Using the forum post on sound cue programs, explain in one to three sentences why the current iBook-and-iTunes setup is a problem for the poster.

__Extract__
▼
# Sound Cue Programs; Are they useful and feasible for a play?



## m4g1cky (Nov 29, 2004)

*This is my first post.* Warning recieved? Awesome. Commencing post now.

As I was referred here by fello techie and board member Zac850, I 've gone against my better judgement and made my first post here. 

I run sound at my school. For plays, assemblies and pretty much any "event" that happens. Simply speaking, no one has any real knowledge of sound equipment. At the moment we have a PA amp, Sony MD player, and 2 5-CD disc changers collecting dust and god knows what in our closet. 

A play is coming up that is in need of sound and sound cues. The problems that we are facing are the sound cues. There are not that many in a short span of time, and getting the sounds is not an issue [Though if you know of any free places, feel free to share ], the problem we face is organizing them in such a way that they are instantly available, and can be controlled in a very simple UI. At the moment we are using a G3 iBook with iTunes to control, but the main problem is, I have no clue how the UI operates on that program. Zac850 does but he is focused on lights. Lucky him. 

Now as I am thinking, there are a few questions I need answered as soon as possible [Tech week starts today]:

1. Is using a program such as iTunes, Foobar, Winamp, or something similar feasible for near-instant sound playing with exstensive control?
▲
__Supplied data__
▼
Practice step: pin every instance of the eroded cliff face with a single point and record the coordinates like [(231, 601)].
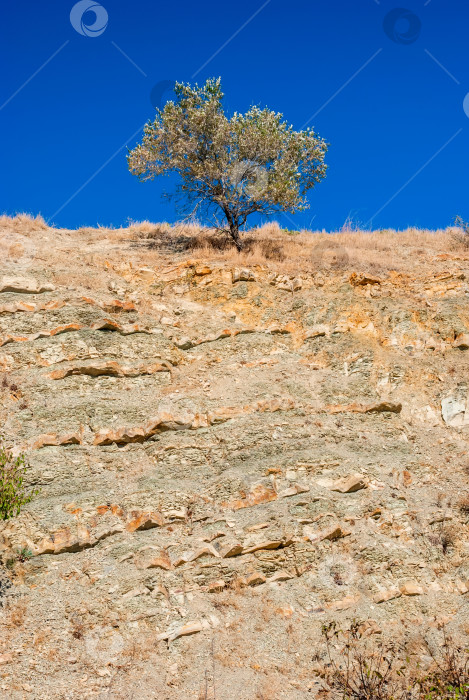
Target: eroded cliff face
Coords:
[(229, 456)]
▲
__The response__
The poster has no idea how the iTunes interface works, so the sound cues cannot easily be controlled with it. Zac850 knows how it operates, but he is focused on lights.